— begin TASK MATERIAL —

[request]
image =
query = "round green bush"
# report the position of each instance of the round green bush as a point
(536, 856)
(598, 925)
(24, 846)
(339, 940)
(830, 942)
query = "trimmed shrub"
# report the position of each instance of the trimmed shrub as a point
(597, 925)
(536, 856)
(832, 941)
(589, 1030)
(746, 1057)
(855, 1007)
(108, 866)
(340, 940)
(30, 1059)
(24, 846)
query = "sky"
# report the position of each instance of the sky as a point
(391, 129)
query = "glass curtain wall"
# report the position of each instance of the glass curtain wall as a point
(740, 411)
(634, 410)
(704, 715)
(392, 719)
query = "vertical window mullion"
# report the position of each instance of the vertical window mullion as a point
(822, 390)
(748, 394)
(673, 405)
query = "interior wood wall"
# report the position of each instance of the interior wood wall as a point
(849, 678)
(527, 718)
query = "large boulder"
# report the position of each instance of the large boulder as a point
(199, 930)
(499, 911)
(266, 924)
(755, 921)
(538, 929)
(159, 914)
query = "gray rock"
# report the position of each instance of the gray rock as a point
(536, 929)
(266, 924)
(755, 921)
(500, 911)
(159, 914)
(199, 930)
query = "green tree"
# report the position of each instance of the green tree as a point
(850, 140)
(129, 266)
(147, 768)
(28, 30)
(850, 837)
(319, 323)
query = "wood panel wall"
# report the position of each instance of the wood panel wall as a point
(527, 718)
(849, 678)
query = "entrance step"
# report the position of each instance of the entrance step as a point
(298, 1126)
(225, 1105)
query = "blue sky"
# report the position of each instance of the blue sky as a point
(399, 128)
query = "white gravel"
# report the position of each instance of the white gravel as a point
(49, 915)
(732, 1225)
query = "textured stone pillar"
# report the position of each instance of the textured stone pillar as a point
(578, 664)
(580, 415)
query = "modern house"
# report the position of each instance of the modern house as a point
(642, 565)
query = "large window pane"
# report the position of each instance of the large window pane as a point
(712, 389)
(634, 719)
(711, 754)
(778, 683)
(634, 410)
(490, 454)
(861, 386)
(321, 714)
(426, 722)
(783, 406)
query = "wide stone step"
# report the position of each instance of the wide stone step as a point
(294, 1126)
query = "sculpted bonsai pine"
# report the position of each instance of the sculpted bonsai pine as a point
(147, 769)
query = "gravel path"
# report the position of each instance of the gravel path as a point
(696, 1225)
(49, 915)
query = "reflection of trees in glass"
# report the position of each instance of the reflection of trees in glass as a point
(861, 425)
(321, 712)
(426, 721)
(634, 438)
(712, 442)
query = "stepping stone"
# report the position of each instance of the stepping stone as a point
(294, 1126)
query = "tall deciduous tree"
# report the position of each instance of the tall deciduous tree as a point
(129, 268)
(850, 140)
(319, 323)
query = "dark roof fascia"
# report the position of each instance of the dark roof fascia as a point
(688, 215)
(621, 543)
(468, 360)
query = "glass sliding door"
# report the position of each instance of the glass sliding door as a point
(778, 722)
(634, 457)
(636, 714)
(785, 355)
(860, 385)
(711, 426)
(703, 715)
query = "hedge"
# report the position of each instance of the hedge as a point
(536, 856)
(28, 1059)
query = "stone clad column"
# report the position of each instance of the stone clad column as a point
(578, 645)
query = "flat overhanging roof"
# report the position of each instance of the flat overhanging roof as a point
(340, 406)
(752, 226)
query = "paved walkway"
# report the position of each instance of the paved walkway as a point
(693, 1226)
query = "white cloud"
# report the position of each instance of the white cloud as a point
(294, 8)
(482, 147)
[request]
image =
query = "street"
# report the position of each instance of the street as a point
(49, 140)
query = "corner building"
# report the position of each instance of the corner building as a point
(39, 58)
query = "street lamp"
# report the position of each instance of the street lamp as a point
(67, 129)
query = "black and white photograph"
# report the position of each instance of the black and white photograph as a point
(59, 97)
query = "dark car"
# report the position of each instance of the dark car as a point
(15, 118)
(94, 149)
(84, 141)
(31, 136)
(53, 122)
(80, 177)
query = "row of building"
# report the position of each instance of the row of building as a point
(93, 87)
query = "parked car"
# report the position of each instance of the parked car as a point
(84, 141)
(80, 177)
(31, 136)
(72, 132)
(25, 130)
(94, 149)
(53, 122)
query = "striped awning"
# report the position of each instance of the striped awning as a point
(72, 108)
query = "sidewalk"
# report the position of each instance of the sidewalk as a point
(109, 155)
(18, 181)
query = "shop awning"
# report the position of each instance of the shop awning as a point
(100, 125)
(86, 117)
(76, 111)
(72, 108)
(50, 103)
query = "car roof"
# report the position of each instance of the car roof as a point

— end TASK MATERIAL —

*REQUIREMENTS:* Copy all data exactly, start to finish.

*THE RESPONSE:*
[request]
image =
query = "round green bush"
# report the position of each instance of the round green bush as a point
(536, 856)
(598, 925)
(24, 846)
(339, 940)
(830, 942)
query = "trimmed shrub"
# report the position of each instance of the trimmed shrub as a point
(597, 925)
(536, 856)
(832, 941)
(589, 1030)
(746, 1057)
(855, 1007)
(108, 866)
(340, 940)
(30, 1059)
(24, 846)
query = "sky"
# report the position of each instance of the sky as a point
(391, 129)
query = "glass curtain wall"
# report the position of each instance of the glass curtain wall as a point
(740, 411)
(634, 410)
(704, 715)
(392, 719)
query = "vertical window mullion"
# report the position of each instance of the vertical window mullion as a point
(822, 390)
(748, 394)
(673, 405)
query = "interior wood wall"
# report the position of each instance of the interior wood wall as a point
(849, 678)
(527, 718)
query = "large boulder"
# report the position of each instance of the large boulder as a point
(199, 930)
(499, 911)
(266, 924)
(755, 921)
(538, 929)
(159, 914)
query = "gray rock"
# report the position of each instance of the gray rock as a point
(536, 929)
(266, 924)
(755, 921)
(500, 911)
(159, 914)
(199, 930)
query = "green tree"
# report the position of each instance of the green tree as a point
(850, 140)
(129, 266)
(147, 768)
(28, 30)
(850, 837)
(319, 323)
query = "wood panel wall"
# report the position of each instance of the wood panel wall as a point
(527, 718)
(849, 678)
query = "entrance step"
# report the position of each instance of the entrance step as a point
(298, 1126)
(225, 1105)
query = "blue sky"
# report the position of each instance of the blue sky as a point
(399, 128)
query = "white gravel"
# report the position of each instance of the white gravel as a point
(49, 915)
(732, 1225)
query = "textured stone pillar"
# report the position of each instance of the textured stone pillar as a point
(578, 664)
(580, 415)
query = "modern house"
# report the position of each instance of the modern house as a point
(642, 565)
query = "large window pane"
# report the position of each instance of the large window pane as a point
(712, 389)
(634, 719)
(711, 754)
(778, 683)
(634, 410)
(490, 454)
(861, 386)
(321, 714)
(426, 722)
(783, 406)
query = "wide stone step"
# report the position of each instance of the wide stone step as a point
(294, 1126)
query = "sculpted bonsai pine"
# report the position of each instance of the sculpted bonsai pine as a point
(147, 769)
query = "gravel path"
# report the position of each instance of the gravel path as a point
(696, 1225)
(49, 915)
query = "reflection of trees in glass"
# report the position of each instance of the reflection of trees in glass as a point
(861, 425)
(321, 712)
(426, 721)
(634, 438)
(712, 442)
query = "stepping stone"
# report the position of each instance of the stepping stone as a point
(294, 1126)
query = "tall deciduous tree"
# report the position of each instance of the tall deciduous tree as a point
(129, 268)
(850, 140)
(319, 323)
query = "dark roof fascia"
# report the position of each instance of the dark roof fascia as a point
(688, 215)
(621, 543)
(468, 360)
query = "glass sliding door"
# report the position of each instance of the glass sliding door as a point
(778, 722)
(634, 457)
(636, 714)
(785, 355)
(860, 385)
(711, 426)
(703, 715)
query = "hedge"
# report the position of each instance of the hedge as a point
(536, 856)
(28, 1059)
query = "stone clad column"
# report the position of each instance of the stone clad column as a point
(578, 645)
query = "flat overhanging roof"
# report the position of each instance of the flat overhanging roof as a point
(340, 406)
(752, 226)
query = "paved walkway"
# report the position of each instance of the paved walkway as a point
(693, 1226)
query = "white cloud"
# report the position of each instance of the white cloud as a point
(294, 8)
(482, 147)
[request]
image =
query = "street"
# report the position of each instance of the street as a point
(49, 140)
query = "corner building"
# report the position of each instance of the corner building as a point
(39, 58)
query = "street lamp"
# report the position of each instance of the street lamp as a point
(67, 129)
query = "black and white photograph"
# report the position of each instance of the black and white photograph as a point
(59, 97)
query = "dark car"
# report the position of each instance of the dark car as a point
(15, 118)
(94, 149)
(84, 141)
(31, 136)
(53, 122)
(80, 177)
query = "row of building"
# report the position of each instance of the row of building as a point
(93, 87)
query = "parked car"
# report the position of each instance of the parked car as a point
(84, 141)
(80, 177)
(31, 136)
(72, 132)
(25, 130)
(94, 149)
(53, 122)
query = "striped awning"
# report the position of each instance of the striped awning as a point
(72, 108)
query = "sidewalk"
# report the position of each instance of the sidewalk as a point
(109, 155)
(18, 181)
query = "shop awning"
# report the position of each instance of the shop awning as a point
(100, 125)
(86, 117)
(76, 111)
(72, 108)
(50, 103)
query = "car roof"
# report the position of each instance of the car roof as a point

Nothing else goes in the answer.